Print each line of the items below word for word, and leave the pictures out.

+ + +

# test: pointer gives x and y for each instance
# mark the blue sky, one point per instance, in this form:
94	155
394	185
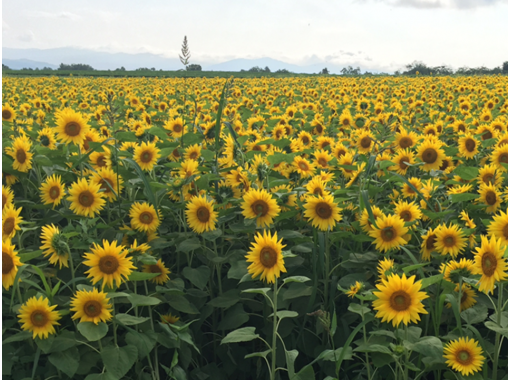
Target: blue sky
378	34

+ + +

Complete output →
# test: pointer gives x and y for each instance
# mark the blue sky, one point per instance, in this form:
94	155
394	185
Target: blue sky
378	34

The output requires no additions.